**Text extract:**
+++

Remember how illuminating Carl Sagan’s Cosmic Calendar is? By mapping the history of our Universe onto the Calendar year, with the Big Bang on January 1, and today at midnight the night of December 31st, it’s a lot easier to see how tiny our own part of history is. The highlight of the year comes in the last minutes before midnight on New Years Eve, when ancient history flies by with blinding speed! Now, with this tool, it’s even simpler for anyone to experience this, with no preparation needed.
Wait, what is Carl Sagan’s Cosmic Calendar?
First, we need to know how the Cosmic Calendar practice works. As mentioned above, Carl Sagan’s Comic Calendar is made by mapping our local history from the Big Bang to today on to a calendar year. Dr. Sagan described this in his legendary Cosmos series, in Episode 2: One Voice in the Cosmic Fugue. That section can be seen in the video a half page below. Also, many very good videos of our entire history are available by searching “our story in ….”. Here is one which shows our story in just 1 minute (by melodysheep), which is so stunning and inspiring that it literally brings tears to my eyes.
A New Year’s Eve Sacred Practice
Now that we have the Cosmic Calendar idea in place, how do we make it part of our Naturalistic Pagan spiritual paths? Because the events really speed up as we approach our present time, it fits especially well with New Year’s Eve. It’s a good practice to check the Cosmic Calendar as we go through the year, with the stellar nucleosynthesis starting in January, our Milky Way galaxy forming in May, our Sun in September, etc. – reaching a culmination as the minutes tick away on New Year’s Eve. Just how deep our deep time history is becomes clear (see the summary picture at the top of this post). Heck, a human lifespan works out to just 160 milliseconds! In my family, we’ve been doing this New Year’s Eve practice for around two decades, and it’s been here on Naturalistic Paganism for about a decade.

+++

**Raw records:**
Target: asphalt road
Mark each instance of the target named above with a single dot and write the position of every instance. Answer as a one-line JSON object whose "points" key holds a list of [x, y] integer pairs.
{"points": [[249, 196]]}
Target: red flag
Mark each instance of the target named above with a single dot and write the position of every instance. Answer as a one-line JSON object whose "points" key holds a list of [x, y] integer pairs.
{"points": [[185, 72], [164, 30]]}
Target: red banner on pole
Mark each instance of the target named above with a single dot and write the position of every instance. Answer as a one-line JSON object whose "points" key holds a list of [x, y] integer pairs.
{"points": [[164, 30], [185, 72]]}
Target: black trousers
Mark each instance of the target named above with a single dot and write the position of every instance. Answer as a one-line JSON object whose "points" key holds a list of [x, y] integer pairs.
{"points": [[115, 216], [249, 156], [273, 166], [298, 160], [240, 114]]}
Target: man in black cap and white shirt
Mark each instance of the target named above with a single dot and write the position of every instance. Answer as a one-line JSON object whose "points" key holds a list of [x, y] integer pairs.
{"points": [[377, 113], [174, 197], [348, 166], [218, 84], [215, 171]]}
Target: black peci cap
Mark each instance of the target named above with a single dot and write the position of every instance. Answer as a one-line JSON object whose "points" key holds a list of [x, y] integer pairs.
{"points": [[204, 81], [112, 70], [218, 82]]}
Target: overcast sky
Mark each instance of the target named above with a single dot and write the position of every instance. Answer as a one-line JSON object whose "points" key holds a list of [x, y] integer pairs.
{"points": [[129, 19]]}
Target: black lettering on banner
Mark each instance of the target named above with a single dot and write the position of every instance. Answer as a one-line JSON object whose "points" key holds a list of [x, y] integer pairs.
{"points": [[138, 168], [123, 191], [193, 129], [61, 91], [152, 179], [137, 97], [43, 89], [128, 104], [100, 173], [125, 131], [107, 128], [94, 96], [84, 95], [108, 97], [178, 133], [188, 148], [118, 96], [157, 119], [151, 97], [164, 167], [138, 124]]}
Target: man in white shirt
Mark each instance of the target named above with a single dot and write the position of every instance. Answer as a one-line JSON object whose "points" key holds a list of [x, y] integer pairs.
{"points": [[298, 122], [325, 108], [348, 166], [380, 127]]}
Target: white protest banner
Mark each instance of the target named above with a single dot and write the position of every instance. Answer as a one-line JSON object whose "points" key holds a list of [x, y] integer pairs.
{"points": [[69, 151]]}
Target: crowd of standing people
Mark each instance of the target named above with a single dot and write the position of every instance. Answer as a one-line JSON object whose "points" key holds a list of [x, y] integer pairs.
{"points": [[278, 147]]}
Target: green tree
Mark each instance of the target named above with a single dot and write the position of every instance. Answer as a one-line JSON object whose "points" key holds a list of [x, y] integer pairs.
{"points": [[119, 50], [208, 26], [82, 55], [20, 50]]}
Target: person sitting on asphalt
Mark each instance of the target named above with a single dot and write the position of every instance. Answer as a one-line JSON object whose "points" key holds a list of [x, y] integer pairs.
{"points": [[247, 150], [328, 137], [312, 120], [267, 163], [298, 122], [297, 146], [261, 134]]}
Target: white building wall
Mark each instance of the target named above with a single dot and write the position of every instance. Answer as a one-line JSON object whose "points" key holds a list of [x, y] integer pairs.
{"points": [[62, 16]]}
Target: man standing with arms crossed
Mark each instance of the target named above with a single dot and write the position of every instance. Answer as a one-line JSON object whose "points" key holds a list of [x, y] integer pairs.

+++

**Exercise objective:**
Quote the full Cosmic Calendar text word for word. The listing was taken from a different source than the text.

**Answer to this task:**
Remember how illuminating Carl Sagan’s Cosmic Calendar is? By mapping the history of our Universe onto the Calendar year, with the Big Bang on January 1, and today at midnight the night of December 31st, it’s a lot easier to see how tiny our own part of history is. The highlight of the year comes in the last minutes before midnight on New Years Eve, when ancient history flies by with blinding speed! Now, with this tool, it’s even simpler for anyone to experience this, with no preparation needed.
Wait, what is Carl Sagan’s Cosmic Calendar?
First, we need to know how the Cosmic Calendar practice works. As mentioned above, Carl Sagan’s Comic Calendar is made by mapping our local history from the Big Bang to today on to a calendar year. Dr. Sagan described this in his legendary Cosmos series, in Episode 2: One Voice in the Cosmic Fugue. That section can be seen in the video a half page below. Also, many very good videos of our entire history are available by searching “our story in ….”. Here is one which shows our story in just 1 minute (by melodysheep), which is so stunning and inspiring that it literally brings tears to my eyes.
A New Year’s Eve Sacred Practice
Now that we have the Cosmic Calendar idea in place, how do we make it part of our Naturalistic Pagan spiritual paths? Because the events really speed up as we approach our present time, it fits especially well with New Year’s Eve. It’s a good practice to check the Cosmic Calendar as we go through the year, with the stellar nucleosynthesis starting in January, our Milky Way galaxy forming in May, our Sun in September, etc. – reaching a culmination as the minutes tick away on New Year’s Eve. Just how deep our deep time history is becomes clear (see the summary picture at the top of this post). Heck, a human lifespan works out to just 160 milliseconds! In my family, we’ve been doing this New Year’s Eve practice for around two decades, and it’s been here on Naturalistic Paganism for about a decade.